_Given task A_
Gather every line in the rows below that contains the word "water".

_Passage provided_
IN Flash: Take a 90 Day Transformation with me as your ~ personal mirror holder for $650.00 today. I promised this price for my first year of working with clients and it changes to $900.00 tomorrow. First class of 2017 is ready for you! I have three slots available (the forth is taken and is a personal pay it forward gift from spirit. Message me today to secure and take the first step IN yours.

Internal Narcissus is about learning to love yourself, and I mean all of you. The good, the bad, and the ugly. No one knows you like you, no one can reach you like you, and your life is your gift to behold. ~ Kellie J. Wright

Attaching another testimonial below. I was this wonderful persons personal mirror-holder, confidant, and accountability guide. I adapt the course to each students own style IN life….this is the first transformation that went past the mark….we took our time, so as to not miss a step, and it was exactly what it was suppose to be.

_Given task B_
Write out the stretch of the coaching offer above from "Internal Narcissus is" through "suppose to be.", word for word.

_Materials provided_
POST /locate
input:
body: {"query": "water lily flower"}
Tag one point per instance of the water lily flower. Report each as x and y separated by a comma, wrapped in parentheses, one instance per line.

...

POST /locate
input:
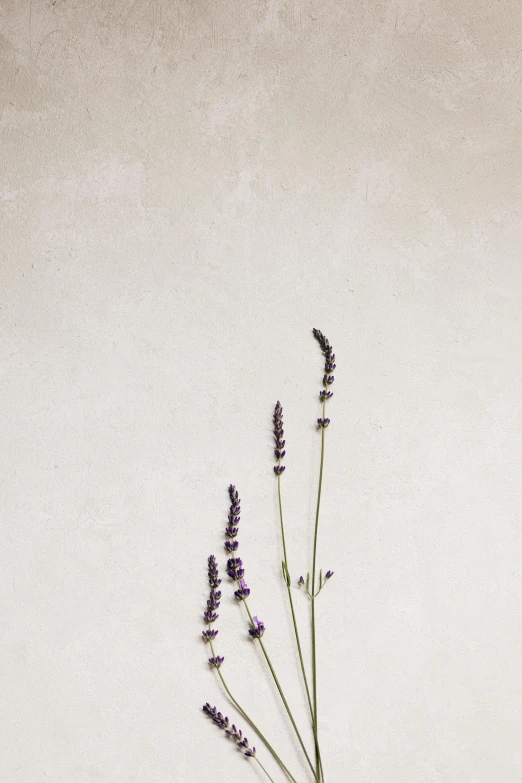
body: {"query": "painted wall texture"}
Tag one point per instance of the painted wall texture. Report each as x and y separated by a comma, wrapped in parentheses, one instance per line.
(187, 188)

==

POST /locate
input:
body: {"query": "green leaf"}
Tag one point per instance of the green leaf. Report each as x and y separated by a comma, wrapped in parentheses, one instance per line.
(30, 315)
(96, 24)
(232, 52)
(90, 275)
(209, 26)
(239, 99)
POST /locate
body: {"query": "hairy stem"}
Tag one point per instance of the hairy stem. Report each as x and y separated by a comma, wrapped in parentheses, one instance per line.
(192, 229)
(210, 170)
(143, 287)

_Written solution A_
body: {"query": "water lily flower"}
Tag one point per instance of the water lily flower. Report each as x and y separated by a comma, wrapped in parentheses, one instance per line.

_Written solution B_
Internal Narcissus is about learning to love yourself, and I mean all of you. The good, the bad, and the ugly. No one knows you like you, no one can reach you like you, and your life is your gift to behold. ~ Kellie J. Wright

Attaching another testimonial below. I was this wonderful persons personal mirror-holder, confidant, and accountability guide. I adapt the course to each students own style IN life….this is the first transformation that went past the mark….we took our time, so as to not miss a step, and it was exactly what it was suppose to be.